-- begin PROVIDED RECORDS --

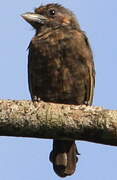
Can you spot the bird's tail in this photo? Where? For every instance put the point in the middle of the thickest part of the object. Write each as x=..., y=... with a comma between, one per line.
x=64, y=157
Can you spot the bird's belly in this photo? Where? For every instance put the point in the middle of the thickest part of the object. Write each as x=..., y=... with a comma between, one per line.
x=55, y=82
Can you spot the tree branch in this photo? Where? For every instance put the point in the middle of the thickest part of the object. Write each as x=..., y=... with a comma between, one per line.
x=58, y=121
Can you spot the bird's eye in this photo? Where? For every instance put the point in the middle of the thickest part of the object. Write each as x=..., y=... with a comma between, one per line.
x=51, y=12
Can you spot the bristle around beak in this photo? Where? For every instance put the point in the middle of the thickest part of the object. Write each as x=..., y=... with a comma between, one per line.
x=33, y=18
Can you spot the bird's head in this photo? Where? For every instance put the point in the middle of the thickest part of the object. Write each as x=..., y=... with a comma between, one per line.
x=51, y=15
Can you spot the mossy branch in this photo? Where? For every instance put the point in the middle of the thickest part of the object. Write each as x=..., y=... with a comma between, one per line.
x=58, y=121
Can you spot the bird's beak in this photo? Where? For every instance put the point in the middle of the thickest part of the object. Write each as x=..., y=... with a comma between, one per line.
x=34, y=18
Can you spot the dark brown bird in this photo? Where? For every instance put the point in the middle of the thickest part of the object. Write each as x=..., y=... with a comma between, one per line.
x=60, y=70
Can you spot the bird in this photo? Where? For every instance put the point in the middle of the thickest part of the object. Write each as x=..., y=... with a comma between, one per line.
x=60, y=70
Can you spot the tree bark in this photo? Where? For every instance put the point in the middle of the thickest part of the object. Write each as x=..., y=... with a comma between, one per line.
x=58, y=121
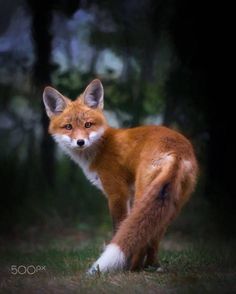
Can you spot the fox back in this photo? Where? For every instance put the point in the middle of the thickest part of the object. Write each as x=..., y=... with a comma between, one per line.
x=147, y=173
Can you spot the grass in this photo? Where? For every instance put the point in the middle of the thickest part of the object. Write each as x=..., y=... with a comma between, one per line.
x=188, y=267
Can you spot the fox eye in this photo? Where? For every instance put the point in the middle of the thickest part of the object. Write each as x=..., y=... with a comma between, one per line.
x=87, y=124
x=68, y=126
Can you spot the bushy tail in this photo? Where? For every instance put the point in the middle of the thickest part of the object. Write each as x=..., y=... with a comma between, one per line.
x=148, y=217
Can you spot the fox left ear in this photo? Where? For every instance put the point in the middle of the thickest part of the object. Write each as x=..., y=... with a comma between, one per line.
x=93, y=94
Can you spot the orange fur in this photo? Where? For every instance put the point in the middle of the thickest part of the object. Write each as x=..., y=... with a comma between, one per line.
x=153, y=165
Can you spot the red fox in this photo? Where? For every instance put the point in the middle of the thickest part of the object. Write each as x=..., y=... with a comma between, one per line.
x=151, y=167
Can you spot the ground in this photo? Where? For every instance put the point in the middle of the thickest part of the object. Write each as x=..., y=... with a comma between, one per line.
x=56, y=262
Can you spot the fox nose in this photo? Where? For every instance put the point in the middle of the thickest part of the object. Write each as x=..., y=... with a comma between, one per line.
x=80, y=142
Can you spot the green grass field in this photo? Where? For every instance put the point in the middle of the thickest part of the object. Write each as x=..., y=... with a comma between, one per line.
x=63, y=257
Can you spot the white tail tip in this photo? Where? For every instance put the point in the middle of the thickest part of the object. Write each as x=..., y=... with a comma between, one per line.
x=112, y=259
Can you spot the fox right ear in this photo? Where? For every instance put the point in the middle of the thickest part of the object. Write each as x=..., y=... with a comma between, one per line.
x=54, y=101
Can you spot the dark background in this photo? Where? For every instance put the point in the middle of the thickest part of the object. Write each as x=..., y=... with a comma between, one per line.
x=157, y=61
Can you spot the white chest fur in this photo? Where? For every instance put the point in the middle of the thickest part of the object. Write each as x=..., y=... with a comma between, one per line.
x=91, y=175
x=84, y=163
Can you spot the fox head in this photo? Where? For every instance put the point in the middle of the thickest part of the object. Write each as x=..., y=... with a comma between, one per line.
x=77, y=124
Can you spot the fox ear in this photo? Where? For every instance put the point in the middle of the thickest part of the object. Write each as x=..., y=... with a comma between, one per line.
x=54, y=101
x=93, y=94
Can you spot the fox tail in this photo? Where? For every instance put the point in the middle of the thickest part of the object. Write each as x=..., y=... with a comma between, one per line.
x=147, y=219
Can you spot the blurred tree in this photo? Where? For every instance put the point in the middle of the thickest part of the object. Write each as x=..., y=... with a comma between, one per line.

-- end PROVIDED RECORDS --
-- begin PROVIDED RECORDS --

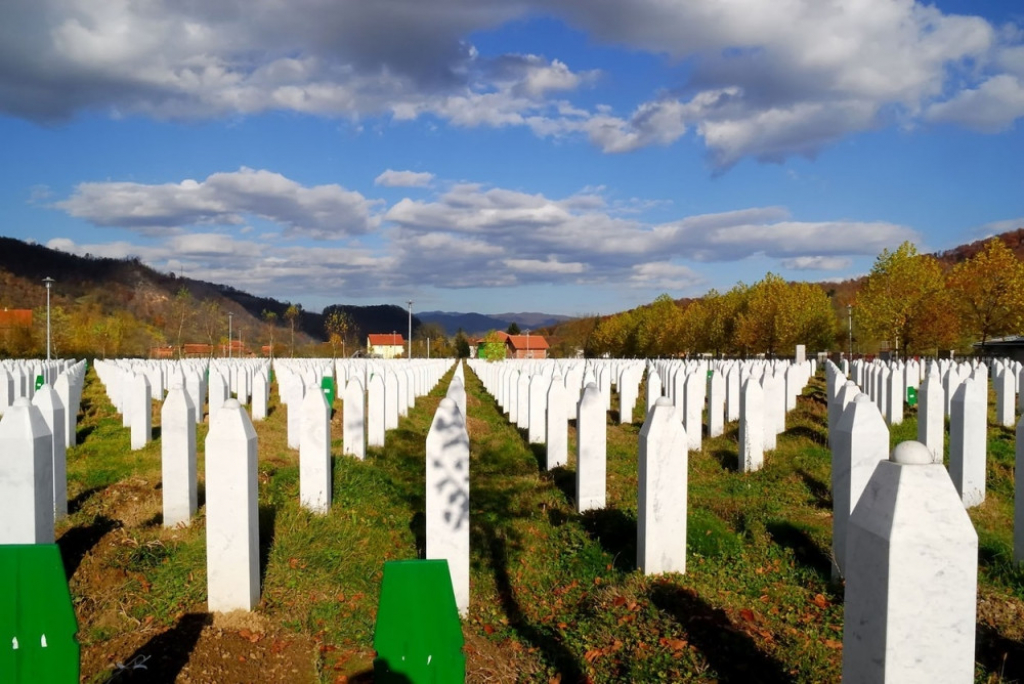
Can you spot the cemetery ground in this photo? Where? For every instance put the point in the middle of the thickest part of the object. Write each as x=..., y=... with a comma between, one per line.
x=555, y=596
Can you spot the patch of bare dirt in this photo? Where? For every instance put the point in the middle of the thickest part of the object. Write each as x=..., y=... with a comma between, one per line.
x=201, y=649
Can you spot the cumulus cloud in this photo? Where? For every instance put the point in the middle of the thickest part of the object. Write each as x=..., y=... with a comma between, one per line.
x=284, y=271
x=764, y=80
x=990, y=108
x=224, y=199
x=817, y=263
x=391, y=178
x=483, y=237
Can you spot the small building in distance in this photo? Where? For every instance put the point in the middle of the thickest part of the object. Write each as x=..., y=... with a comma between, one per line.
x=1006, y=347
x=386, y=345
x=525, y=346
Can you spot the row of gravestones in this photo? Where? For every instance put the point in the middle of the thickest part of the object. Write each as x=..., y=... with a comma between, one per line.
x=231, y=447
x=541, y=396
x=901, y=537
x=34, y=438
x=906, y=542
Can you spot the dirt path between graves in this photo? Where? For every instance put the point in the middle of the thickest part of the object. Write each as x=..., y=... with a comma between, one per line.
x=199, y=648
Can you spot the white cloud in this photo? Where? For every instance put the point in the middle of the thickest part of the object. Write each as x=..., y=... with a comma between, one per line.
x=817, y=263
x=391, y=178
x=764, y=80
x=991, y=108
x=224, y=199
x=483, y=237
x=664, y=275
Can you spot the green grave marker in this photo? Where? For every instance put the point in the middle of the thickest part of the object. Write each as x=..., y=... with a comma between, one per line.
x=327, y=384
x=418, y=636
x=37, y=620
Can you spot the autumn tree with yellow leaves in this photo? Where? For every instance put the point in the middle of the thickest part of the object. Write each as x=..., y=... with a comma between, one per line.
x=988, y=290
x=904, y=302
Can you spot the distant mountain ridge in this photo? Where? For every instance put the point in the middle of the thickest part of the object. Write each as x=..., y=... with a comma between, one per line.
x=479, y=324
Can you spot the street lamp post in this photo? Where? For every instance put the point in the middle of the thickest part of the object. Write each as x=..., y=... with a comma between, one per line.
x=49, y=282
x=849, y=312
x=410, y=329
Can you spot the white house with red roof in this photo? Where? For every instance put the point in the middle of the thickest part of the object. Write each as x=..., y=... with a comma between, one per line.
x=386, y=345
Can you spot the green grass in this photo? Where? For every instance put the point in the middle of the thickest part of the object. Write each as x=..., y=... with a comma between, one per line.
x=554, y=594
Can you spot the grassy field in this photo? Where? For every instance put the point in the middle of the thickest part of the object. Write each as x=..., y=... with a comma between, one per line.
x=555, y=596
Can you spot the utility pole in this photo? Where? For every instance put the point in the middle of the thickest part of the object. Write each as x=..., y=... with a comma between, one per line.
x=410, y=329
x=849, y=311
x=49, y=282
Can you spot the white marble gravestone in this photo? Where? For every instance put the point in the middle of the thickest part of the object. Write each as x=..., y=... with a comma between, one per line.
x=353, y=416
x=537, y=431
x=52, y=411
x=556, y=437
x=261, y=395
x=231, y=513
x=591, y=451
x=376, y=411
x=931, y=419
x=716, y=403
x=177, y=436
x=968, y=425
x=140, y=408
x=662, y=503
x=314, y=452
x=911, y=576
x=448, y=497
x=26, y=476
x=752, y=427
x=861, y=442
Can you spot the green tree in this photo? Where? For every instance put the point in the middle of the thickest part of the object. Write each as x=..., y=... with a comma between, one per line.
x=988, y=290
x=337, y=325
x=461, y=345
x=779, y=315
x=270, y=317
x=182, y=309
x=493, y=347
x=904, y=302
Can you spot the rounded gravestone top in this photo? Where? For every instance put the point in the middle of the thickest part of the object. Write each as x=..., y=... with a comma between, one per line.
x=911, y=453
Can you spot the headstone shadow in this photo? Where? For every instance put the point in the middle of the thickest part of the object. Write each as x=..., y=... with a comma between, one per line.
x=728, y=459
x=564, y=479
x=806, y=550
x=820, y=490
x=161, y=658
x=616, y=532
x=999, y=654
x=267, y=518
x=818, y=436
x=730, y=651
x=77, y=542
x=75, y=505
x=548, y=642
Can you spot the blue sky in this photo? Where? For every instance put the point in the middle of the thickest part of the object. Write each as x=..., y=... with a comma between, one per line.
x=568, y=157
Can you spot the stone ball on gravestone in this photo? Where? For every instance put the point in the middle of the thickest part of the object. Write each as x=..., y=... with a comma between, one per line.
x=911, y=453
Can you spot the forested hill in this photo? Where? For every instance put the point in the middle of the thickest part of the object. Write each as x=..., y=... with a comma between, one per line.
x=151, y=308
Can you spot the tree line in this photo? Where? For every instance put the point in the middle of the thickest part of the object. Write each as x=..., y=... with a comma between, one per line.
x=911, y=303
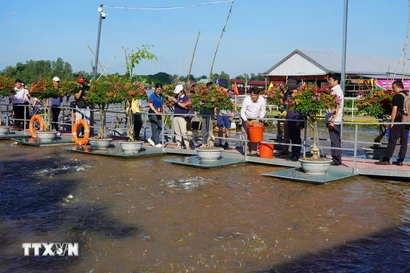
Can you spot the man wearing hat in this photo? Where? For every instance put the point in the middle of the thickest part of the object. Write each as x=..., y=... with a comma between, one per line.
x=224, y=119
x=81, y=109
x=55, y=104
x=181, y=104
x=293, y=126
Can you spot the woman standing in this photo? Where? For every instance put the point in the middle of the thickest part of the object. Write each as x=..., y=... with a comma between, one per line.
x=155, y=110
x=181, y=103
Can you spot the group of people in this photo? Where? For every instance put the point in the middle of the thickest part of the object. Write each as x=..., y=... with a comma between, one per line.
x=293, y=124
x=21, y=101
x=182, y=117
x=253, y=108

-- end PROVIDED RECORDS --
-- begin PROVIDED RECORDS --

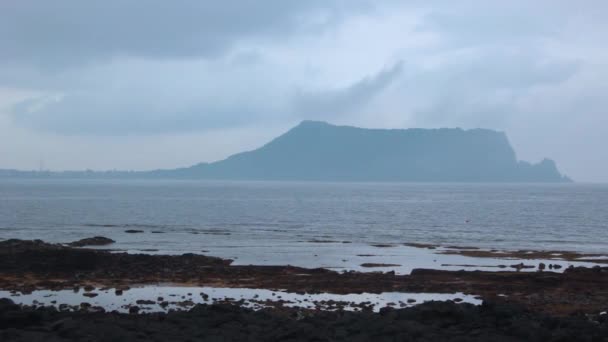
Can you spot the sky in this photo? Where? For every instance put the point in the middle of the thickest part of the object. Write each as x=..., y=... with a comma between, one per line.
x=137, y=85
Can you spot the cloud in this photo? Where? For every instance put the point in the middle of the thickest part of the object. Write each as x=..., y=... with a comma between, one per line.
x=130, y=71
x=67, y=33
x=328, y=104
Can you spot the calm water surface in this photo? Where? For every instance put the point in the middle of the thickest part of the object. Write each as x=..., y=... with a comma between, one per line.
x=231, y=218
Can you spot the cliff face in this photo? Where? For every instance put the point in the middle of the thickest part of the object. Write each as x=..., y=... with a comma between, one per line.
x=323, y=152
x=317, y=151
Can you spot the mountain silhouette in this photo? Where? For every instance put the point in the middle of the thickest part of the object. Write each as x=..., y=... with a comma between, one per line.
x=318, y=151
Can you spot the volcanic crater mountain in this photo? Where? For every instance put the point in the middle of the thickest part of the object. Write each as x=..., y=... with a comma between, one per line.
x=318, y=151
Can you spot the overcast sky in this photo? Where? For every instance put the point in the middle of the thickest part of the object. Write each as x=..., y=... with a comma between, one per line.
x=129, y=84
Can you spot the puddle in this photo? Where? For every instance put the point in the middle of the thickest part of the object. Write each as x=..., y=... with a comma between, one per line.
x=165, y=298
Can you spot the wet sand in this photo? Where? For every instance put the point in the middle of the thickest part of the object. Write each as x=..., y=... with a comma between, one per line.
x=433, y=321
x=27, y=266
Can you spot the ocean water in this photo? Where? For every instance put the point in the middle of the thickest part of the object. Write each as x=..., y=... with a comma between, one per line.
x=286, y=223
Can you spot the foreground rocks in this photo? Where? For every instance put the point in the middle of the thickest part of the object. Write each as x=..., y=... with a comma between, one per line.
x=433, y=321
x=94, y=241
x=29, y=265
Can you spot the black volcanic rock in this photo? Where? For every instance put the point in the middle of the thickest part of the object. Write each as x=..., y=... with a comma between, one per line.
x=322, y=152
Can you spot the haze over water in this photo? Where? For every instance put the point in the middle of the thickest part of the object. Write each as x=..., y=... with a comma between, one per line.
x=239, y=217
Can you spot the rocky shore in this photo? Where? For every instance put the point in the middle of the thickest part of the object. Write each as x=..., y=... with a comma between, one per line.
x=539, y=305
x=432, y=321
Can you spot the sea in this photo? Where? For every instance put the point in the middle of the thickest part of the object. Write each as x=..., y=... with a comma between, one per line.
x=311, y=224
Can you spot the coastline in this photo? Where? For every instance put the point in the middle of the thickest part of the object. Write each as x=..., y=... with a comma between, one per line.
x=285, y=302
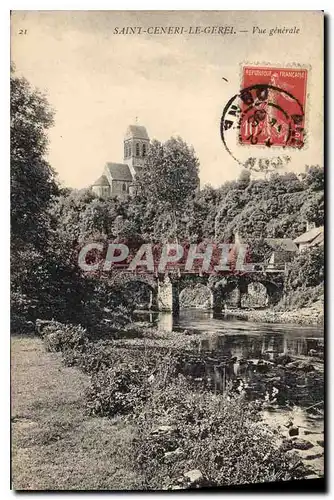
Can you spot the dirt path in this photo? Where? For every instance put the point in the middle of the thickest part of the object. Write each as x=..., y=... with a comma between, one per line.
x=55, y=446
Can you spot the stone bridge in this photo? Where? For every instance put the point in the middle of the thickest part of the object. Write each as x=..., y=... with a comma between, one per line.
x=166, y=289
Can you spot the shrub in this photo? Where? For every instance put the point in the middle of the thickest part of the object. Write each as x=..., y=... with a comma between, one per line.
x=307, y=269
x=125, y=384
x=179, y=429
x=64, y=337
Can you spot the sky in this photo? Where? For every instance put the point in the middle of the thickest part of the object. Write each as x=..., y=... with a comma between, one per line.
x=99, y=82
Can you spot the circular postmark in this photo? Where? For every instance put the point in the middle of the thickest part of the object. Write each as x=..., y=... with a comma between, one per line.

-- end PROVIDED RECORDS --

* STATED EXERCISE: Please copy out, word for word, the lines starting with the one containing "Can you spot the forested" and going on through the one containing "x=181, y=103", both included. Leave the pictures out of your answer.

* ANSWER TO THE TASK:
Can you spot the forested hill in this photo? Where? For every instance put the point in the middle of the thickest part of the object. Write each as x=..., y=... with a comma between, one per line.
x=151, y=308
Can you spot the tree line in this photo? Where? For every instance put the point in the middle of the thickest part of the object. Write each as x=..., y=... with a comma between, one per line.
x=911, y=303
Can you spot the man wearing hat in this photo? Where? For every instance put the point in the middle of the thickest part of the object. Write each as x=..., y=... with a comma between, one per line.
x=224, y=119
x=81, y=109
x=55, y=104
x=181, y=104
x=293, y=126
Can you spot the woman standing in this photo? Where? For every instance put the point in the middle of the thickest part of the object. Write each as x=..., y=... with a comma between, one per line.
x=155, y=110
x=181, y=103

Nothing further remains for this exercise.